GIVEN DATA:

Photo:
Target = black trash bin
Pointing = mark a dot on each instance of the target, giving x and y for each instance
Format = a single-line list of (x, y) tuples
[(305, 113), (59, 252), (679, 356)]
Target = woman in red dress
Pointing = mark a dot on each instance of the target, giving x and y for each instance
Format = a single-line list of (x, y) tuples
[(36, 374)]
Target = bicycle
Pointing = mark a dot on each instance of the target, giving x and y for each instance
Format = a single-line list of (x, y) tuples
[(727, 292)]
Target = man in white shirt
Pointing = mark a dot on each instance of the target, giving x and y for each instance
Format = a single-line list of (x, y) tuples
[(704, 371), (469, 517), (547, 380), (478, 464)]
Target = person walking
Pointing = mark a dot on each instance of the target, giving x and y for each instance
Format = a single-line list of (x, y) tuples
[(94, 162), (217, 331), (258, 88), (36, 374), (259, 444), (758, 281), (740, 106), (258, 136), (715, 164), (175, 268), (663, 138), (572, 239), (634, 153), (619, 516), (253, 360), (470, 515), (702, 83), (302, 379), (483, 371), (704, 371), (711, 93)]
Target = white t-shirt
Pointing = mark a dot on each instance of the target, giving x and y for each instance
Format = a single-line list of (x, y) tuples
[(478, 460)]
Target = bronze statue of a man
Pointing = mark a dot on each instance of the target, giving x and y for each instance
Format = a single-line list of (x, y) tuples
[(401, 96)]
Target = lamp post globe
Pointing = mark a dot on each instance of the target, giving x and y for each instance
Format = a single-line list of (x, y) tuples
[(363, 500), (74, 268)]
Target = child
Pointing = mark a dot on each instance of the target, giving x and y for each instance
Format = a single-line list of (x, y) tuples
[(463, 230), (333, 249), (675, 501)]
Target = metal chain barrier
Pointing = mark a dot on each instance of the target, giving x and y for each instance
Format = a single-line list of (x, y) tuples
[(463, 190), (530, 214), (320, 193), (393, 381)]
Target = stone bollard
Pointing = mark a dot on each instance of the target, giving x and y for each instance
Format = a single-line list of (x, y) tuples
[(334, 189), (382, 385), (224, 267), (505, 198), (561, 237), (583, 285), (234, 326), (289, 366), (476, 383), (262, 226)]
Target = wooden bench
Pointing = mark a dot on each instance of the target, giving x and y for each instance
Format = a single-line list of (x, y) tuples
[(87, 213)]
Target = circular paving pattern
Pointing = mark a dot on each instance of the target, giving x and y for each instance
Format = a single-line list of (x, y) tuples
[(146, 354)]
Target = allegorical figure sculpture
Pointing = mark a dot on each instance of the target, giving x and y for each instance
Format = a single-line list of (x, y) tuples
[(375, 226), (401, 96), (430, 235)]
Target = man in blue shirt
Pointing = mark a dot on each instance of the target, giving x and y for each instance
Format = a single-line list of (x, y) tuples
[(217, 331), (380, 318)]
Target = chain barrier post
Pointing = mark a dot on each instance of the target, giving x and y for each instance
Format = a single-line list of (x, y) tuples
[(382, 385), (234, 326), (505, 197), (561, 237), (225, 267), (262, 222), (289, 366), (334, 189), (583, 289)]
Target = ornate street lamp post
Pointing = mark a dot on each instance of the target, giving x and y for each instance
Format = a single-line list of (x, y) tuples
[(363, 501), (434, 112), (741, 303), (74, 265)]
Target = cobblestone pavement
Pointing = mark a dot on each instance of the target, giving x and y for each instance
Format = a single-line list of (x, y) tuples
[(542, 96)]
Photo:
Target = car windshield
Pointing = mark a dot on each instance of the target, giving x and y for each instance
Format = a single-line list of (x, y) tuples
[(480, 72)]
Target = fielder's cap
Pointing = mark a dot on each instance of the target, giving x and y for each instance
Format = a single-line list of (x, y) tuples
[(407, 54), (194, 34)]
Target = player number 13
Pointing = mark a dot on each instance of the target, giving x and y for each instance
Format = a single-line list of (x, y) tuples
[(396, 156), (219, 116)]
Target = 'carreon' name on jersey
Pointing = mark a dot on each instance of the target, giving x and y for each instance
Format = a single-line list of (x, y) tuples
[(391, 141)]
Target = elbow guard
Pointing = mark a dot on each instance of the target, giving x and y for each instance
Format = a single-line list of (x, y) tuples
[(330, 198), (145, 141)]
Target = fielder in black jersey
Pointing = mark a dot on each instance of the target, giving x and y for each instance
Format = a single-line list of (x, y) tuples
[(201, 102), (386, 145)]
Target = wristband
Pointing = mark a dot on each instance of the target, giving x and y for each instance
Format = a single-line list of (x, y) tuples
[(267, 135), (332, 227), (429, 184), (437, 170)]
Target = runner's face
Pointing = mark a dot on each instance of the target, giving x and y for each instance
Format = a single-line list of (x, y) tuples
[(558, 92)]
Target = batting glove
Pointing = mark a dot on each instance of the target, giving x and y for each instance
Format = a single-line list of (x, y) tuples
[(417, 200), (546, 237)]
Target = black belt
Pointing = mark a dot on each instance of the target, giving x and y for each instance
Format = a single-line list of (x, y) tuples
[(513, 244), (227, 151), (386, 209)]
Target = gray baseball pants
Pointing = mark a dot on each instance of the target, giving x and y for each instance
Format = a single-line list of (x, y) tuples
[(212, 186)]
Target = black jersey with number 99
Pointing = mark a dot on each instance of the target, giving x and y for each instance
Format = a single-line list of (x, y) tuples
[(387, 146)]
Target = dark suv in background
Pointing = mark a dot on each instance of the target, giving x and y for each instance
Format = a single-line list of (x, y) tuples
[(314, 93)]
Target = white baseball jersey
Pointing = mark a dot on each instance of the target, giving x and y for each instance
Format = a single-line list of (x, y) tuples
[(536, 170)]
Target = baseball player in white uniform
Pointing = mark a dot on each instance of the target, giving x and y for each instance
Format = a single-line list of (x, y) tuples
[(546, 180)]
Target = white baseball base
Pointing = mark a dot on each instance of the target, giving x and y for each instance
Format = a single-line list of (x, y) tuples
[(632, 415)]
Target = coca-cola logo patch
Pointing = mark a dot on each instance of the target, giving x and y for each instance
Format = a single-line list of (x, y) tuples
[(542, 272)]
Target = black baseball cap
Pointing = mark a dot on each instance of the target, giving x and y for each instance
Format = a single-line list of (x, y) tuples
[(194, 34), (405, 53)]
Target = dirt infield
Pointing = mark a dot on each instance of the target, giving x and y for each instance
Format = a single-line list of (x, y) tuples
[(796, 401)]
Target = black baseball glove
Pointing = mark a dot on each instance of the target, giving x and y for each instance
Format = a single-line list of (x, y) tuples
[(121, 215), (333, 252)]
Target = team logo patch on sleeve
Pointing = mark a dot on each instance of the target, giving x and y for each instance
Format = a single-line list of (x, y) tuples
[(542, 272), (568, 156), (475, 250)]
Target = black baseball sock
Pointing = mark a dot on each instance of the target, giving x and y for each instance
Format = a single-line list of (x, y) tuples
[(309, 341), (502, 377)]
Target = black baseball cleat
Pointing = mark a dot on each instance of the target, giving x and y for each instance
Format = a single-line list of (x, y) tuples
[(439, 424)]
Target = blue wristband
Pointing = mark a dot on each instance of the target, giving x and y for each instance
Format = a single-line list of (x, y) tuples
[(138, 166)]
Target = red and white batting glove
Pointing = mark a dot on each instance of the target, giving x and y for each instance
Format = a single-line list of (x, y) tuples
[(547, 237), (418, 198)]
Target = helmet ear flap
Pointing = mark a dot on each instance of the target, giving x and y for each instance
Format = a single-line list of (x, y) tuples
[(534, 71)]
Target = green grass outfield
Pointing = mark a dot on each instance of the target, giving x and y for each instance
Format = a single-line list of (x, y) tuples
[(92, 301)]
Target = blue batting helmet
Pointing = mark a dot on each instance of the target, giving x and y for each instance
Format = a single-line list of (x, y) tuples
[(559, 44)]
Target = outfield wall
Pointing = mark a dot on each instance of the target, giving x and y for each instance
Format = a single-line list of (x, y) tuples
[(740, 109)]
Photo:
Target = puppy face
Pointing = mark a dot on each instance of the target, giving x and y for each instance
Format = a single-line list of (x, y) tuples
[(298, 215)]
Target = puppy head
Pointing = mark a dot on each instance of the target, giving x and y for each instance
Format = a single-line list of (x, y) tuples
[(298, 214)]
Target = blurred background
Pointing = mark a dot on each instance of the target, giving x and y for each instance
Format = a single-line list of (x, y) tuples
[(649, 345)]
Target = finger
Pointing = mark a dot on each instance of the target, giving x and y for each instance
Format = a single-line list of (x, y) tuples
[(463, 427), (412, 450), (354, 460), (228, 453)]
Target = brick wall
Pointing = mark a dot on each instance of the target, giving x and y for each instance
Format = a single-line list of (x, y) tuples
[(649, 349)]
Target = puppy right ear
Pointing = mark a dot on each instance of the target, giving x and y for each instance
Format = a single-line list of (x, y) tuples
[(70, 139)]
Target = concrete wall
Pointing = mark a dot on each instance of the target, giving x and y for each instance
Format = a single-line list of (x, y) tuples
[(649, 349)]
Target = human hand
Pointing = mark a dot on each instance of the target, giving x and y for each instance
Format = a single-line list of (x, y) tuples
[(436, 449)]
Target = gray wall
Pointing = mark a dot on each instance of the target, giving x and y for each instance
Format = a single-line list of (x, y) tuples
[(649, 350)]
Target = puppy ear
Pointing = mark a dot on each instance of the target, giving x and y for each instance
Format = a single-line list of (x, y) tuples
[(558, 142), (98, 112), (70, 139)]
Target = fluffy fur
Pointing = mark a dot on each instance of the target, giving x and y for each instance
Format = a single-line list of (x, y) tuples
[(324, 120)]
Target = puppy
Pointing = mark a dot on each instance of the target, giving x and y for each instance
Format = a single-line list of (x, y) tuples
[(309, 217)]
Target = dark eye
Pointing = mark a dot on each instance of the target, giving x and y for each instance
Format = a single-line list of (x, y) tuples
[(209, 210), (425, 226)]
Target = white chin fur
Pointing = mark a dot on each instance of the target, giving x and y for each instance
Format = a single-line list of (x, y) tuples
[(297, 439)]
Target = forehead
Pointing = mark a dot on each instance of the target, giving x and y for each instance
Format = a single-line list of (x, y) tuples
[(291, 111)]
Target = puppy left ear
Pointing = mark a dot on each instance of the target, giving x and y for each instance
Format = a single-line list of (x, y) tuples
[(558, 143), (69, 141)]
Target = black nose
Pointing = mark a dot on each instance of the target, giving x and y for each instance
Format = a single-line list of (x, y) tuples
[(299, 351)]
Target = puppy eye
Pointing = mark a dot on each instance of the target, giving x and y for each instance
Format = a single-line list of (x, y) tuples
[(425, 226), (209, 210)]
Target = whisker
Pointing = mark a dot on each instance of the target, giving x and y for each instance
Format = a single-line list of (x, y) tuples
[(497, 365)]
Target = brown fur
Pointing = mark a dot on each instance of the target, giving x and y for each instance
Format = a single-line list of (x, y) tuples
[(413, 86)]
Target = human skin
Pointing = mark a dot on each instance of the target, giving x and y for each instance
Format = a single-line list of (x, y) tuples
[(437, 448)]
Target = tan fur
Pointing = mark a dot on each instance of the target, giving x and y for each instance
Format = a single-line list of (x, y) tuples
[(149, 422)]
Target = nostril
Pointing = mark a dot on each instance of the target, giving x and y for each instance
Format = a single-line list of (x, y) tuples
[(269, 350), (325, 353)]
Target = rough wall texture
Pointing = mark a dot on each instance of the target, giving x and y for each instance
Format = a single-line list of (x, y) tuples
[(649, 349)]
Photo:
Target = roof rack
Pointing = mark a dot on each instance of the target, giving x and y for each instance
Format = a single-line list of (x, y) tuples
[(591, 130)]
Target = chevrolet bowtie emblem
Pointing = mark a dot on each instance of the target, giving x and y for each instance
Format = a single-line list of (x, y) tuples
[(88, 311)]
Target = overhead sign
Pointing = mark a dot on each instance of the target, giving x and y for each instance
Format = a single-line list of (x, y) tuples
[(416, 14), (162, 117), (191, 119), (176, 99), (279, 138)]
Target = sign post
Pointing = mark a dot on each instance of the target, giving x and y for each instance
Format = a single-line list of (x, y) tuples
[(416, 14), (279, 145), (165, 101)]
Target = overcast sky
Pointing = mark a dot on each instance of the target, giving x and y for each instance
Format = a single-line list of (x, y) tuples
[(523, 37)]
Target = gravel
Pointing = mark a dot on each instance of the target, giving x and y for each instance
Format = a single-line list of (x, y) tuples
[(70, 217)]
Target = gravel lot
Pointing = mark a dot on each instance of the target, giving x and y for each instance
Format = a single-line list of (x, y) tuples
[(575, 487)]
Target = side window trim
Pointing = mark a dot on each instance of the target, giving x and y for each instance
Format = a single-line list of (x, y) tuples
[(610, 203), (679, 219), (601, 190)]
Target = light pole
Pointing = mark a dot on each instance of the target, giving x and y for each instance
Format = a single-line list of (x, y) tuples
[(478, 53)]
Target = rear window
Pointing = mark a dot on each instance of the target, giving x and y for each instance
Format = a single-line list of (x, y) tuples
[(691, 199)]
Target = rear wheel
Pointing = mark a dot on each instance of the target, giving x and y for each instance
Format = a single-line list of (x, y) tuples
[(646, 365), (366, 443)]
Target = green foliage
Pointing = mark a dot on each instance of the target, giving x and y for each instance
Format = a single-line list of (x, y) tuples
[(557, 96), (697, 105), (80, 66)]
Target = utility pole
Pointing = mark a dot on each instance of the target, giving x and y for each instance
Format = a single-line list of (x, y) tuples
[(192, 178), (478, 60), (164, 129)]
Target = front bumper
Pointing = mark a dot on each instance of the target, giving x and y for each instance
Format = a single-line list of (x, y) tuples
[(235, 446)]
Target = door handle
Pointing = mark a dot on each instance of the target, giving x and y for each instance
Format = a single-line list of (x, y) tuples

WHAT THE EXERCISE ASKS: Every line above that holds the string "patch" counts once. State how many such lines there are, as a number alone.

EXERCISE RESPONSE: 2